# START OF Data rows

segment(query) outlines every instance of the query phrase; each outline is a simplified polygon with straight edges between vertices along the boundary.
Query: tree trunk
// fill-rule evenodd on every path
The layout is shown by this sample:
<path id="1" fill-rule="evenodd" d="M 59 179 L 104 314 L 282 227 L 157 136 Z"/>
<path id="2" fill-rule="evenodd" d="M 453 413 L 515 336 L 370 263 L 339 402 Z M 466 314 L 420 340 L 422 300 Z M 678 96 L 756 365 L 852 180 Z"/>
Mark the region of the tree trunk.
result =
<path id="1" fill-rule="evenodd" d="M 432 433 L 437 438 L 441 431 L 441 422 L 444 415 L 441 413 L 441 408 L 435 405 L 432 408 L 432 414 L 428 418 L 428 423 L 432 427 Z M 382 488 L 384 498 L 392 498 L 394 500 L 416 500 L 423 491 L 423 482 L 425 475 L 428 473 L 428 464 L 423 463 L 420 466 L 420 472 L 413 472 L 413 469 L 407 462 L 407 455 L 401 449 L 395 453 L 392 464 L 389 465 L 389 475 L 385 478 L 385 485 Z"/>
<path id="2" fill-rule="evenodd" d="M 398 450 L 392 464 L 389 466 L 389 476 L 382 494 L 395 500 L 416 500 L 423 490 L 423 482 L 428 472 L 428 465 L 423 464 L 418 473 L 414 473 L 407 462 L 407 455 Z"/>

# END OF Data rows

### Given request
How many lines of the records contain the word "every"? Give only the number.

### Task output
2